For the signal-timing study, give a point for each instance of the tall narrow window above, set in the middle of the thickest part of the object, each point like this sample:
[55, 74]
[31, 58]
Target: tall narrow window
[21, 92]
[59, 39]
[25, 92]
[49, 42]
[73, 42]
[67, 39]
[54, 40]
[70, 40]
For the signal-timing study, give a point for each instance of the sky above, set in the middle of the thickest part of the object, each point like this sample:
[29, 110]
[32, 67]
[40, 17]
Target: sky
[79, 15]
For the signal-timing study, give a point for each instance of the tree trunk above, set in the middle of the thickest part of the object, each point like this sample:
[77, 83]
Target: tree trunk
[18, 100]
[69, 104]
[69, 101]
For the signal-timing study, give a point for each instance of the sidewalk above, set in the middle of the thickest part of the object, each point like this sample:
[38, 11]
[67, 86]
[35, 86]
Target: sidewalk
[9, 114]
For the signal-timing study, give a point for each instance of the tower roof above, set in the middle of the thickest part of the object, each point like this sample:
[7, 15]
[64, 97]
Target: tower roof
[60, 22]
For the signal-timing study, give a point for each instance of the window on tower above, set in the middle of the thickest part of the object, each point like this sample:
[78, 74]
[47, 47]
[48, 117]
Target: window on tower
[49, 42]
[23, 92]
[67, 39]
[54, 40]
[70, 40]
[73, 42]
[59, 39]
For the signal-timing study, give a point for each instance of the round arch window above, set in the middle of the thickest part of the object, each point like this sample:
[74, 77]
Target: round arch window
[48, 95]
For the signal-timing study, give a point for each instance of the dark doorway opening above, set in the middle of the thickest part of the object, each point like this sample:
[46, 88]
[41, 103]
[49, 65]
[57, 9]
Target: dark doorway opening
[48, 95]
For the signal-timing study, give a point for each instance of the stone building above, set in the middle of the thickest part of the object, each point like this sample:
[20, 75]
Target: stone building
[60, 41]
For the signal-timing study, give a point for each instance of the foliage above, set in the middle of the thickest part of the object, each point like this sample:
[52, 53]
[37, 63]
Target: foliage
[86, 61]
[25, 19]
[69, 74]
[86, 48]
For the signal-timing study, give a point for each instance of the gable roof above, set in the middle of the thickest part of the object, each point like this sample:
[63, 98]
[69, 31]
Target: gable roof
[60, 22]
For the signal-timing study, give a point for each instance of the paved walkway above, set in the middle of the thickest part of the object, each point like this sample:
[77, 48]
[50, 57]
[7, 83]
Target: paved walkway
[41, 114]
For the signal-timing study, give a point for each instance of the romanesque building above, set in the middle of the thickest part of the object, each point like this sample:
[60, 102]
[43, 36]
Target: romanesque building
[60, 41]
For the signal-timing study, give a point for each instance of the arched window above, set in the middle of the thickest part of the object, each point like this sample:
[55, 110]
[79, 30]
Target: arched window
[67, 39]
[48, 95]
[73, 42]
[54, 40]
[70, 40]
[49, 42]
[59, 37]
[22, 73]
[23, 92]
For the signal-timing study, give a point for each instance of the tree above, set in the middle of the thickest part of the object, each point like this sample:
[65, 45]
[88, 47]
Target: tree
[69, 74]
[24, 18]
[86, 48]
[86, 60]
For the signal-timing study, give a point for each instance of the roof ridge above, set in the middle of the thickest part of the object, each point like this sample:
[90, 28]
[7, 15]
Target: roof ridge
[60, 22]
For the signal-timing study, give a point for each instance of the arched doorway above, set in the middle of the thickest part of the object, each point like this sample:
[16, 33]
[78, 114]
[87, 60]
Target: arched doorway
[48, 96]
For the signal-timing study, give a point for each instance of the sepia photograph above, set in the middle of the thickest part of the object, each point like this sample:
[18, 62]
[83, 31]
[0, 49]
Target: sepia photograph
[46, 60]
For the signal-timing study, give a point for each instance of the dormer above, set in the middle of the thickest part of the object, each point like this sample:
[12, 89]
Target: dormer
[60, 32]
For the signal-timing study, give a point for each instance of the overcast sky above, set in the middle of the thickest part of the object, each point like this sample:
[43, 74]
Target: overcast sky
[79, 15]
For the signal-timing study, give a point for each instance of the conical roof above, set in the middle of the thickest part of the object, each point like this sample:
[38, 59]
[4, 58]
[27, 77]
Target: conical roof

● Problem to solve
What lines hold the string "conical"? Pick them out of the data.

● Exercise solution
For the signal-timing study, give a point for each instance of the conical roof above, set in the middle of the thickest part of the object, each point like this sample:
Target: conical roof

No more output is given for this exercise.